- **Exercise requirements**:
Every line below between the line holding "Target: cloudy sky" and the line holding "[[452, 21]]", inclusive, should be repeated exactly, and all other lines omitted.

(Natural language region descriptions)
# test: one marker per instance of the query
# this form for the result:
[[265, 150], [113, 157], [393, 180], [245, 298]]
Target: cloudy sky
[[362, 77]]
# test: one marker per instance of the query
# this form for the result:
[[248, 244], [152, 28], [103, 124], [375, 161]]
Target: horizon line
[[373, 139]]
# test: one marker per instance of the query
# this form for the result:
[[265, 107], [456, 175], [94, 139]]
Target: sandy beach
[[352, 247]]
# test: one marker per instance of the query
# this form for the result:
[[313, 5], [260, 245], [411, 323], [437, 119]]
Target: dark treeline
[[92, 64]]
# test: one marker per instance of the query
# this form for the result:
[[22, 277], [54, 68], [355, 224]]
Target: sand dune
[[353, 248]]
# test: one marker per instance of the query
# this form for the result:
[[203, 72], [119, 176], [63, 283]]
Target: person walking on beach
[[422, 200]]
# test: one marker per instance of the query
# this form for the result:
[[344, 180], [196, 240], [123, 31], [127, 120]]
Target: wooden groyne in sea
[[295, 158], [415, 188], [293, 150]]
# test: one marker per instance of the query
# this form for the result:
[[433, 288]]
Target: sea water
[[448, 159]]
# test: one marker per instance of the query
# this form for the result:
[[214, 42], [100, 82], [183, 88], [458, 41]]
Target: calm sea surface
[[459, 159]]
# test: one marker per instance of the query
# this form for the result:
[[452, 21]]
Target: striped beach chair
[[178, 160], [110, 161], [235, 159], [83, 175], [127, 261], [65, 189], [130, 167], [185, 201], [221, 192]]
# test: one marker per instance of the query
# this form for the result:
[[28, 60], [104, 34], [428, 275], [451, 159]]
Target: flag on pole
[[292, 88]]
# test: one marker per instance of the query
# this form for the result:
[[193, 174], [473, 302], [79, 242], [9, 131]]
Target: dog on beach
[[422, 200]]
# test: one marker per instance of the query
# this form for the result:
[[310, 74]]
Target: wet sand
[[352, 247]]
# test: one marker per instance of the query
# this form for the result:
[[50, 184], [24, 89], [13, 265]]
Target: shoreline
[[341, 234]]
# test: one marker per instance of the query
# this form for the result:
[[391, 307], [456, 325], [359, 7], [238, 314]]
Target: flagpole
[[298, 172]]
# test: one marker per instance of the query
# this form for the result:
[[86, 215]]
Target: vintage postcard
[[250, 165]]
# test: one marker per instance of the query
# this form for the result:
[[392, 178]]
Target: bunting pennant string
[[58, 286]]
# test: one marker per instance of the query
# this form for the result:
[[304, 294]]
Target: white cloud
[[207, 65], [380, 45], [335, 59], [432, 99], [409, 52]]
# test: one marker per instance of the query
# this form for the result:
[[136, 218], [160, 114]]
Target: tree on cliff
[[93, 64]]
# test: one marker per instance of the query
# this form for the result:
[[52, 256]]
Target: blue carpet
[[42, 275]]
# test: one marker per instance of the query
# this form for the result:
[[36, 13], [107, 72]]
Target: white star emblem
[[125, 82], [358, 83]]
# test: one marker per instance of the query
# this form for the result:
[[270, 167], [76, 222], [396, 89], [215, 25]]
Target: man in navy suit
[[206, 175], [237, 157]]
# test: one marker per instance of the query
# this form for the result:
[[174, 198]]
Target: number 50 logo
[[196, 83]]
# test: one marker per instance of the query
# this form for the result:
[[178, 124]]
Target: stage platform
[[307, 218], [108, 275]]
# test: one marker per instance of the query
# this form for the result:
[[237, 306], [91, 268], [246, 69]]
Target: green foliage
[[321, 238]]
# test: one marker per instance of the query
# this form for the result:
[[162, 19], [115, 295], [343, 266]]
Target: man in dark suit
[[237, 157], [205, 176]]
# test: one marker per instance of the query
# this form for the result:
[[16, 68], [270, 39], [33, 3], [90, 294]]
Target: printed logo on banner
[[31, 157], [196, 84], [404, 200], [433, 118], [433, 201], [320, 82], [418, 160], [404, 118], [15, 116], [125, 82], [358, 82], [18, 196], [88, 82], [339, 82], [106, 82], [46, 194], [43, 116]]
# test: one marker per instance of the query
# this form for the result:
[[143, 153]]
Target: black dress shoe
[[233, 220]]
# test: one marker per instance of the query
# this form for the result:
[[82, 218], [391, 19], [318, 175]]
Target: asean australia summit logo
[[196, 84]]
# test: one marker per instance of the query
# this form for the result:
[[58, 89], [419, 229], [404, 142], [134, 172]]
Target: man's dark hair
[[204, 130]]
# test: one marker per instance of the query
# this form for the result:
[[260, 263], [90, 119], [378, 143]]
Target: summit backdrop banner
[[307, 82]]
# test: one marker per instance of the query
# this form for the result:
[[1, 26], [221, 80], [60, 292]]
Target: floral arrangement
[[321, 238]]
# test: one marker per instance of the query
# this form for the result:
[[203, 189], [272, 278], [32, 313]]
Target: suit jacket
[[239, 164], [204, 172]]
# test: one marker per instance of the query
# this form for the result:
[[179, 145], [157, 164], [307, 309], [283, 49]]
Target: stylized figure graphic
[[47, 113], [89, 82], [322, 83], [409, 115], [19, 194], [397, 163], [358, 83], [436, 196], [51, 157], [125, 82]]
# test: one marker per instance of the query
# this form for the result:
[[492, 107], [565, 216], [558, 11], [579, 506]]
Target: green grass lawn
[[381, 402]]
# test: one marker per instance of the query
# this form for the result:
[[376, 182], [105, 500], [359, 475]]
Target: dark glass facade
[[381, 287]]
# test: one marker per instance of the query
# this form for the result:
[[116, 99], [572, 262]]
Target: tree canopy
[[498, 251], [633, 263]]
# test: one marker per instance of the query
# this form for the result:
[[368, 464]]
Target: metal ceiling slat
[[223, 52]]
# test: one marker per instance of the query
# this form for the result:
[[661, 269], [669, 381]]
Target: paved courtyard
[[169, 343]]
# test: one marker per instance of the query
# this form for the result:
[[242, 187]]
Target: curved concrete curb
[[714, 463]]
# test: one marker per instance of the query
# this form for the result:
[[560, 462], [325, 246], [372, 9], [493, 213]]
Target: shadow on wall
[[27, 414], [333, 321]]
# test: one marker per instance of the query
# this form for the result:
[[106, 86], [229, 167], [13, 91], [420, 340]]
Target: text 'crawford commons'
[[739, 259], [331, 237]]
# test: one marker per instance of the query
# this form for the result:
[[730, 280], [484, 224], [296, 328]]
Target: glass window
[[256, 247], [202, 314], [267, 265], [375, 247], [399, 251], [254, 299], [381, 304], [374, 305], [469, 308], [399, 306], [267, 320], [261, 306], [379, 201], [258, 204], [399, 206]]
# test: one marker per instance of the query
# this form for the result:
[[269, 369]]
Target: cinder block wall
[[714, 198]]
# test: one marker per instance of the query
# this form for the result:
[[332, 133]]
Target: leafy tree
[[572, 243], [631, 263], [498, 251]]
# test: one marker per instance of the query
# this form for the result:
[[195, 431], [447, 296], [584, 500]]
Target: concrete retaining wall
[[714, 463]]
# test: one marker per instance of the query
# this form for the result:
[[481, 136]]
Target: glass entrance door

- **Exercise answer**:
Target: cloudy sky
[[362, 77]]
# test: one marker per instance of the query
# this form for the result:
[[248, 244], [152, 28], [103, 124], [375, 161]]
Target: horizon line
[[373, 139]]
# test: one marker per instance of the query
# this form for the result:
[[265, 107], [456, 175], [94, 139]]
Target: sandy beach
[[352, 247]]
# test: one marker per instance of the query
# this form for the result:
[[313, 5], [260, 245], [411, 323], [437, 119]]
Target: dark treeline
[[92, 64]]
# test: one marker per instance of the query
# this form for the result:
[[22, 277], [54, 68], [355, 224]]
Target: sand dune
[[353, 248]]
# test: one marker per instance of the query
# this form for the result:
[[203, 72], [119, 176], [63, 283]]
Target: person walking on beach
[[422, 200]]
# test: one marker per instance of the query
# this form for the result:
[[344, 180], [196, 240], [123, 31], [127, 120]]
Target: wooden groyne in sea
[[295, 158], [415, 188], [293, 150]]
# test: one marker per instance of the query
# this form for the result:
[[433, 288]]
Target: sea water
[[448, 159]]
# test: one marker per instance of the query
# this form for the result:
[[214, 42], [100, 82], [183, 88], [458, 41]]
Target: calm sea surface
[[459, 159]]
# test: one marker per instance of the query
# this form for the result:
[[452, 21]]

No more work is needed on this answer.